EXERCISE » Edit the records by replacing "outline" with "contour" and keeping every other word unchanged. Write out the edited records without the pictures.

(Contour labeling items)
⟨
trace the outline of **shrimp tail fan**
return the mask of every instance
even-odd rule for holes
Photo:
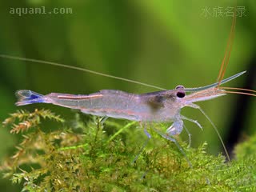
[[[28,90],[21,90],[16,91],[18,102],[16,106],[25,106],[33,103],[46,102],[44,95]]]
⟩
RESPONSE FOR THIS EXERCISE »
trace the contour of **shrimp tail fan**
return the mask of every instance
even-odd rule for holes
Photo:
[[[28,90],[21,90],[16,91],[18,102],[16,106],[25,106],[33,103],[46,102],[44,95]]]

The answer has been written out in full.